> [Your objective]
Beginning at the line that contains "Give the outline of every instance of the **green" and ending at the last line of the records below, retype each line exactly and add nothing.

Saved data entries
○ ○ ○ ○ ○
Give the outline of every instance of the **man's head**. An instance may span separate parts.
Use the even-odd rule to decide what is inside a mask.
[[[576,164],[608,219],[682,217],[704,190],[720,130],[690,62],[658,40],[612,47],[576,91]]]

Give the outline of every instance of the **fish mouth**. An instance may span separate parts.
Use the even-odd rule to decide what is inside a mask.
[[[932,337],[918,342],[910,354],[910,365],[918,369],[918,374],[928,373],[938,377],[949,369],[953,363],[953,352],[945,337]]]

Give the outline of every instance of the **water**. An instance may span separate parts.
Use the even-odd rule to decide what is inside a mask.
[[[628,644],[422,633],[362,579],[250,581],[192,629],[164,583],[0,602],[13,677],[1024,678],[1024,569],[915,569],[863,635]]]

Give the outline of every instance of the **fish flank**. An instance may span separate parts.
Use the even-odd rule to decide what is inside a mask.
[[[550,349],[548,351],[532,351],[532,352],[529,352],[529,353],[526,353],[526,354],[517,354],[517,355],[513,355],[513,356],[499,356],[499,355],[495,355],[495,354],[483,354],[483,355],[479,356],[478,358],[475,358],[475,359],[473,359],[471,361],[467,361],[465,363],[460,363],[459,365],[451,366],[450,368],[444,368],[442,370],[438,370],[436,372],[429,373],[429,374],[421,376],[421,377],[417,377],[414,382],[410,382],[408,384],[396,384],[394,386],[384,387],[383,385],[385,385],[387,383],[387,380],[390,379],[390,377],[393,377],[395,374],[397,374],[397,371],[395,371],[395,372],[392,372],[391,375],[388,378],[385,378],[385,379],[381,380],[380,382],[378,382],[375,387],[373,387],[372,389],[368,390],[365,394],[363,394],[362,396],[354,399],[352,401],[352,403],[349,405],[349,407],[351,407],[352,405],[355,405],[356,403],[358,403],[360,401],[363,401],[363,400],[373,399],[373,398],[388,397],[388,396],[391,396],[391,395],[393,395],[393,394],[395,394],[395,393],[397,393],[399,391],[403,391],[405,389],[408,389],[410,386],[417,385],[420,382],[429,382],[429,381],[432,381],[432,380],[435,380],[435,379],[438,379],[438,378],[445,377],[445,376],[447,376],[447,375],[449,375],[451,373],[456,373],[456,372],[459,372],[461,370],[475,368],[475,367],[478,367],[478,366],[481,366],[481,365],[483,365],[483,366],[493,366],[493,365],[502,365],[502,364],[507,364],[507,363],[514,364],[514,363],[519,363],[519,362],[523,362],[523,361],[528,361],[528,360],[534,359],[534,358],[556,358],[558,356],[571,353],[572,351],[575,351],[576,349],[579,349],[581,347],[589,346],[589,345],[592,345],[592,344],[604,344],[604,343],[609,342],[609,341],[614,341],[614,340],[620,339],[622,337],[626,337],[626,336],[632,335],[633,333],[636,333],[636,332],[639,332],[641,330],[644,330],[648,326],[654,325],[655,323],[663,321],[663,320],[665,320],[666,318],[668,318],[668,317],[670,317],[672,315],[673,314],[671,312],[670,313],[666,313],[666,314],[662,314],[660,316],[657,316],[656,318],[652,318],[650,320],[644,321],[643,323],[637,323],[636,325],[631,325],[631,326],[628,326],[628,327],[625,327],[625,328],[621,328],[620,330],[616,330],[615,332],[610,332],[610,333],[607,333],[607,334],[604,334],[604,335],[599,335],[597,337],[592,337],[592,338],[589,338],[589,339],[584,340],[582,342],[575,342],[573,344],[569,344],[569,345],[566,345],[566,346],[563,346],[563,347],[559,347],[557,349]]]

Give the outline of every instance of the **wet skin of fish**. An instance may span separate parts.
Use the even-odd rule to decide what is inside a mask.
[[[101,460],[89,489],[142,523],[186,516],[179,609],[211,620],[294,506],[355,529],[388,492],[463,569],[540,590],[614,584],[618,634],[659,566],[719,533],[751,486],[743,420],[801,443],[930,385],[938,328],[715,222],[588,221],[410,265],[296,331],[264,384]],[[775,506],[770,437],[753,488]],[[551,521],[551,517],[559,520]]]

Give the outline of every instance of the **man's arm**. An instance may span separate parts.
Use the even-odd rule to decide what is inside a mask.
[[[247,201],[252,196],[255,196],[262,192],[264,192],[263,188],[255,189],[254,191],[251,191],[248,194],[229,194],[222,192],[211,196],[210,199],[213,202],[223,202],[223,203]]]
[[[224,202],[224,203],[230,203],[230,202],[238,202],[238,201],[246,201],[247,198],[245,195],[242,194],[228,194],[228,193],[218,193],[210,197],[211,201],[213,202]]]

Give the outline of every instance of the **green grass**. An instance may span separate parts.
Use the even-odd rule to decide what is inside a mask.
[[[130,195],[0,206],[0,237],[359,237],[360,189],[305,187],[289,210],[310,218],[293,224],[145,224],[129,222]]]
○ ○ ○ ○ ○
> [Exercise output]
Give the outline of every instance of the **green grass**. An instance may span separate parts.
Use the even-odd rule to decide what is inside a mask.
[[[130,195],[0,206],[0,237],[359,237],[360,189],[305,187],[289,210],[310,218],[293,224],[145,224],[129,222]]]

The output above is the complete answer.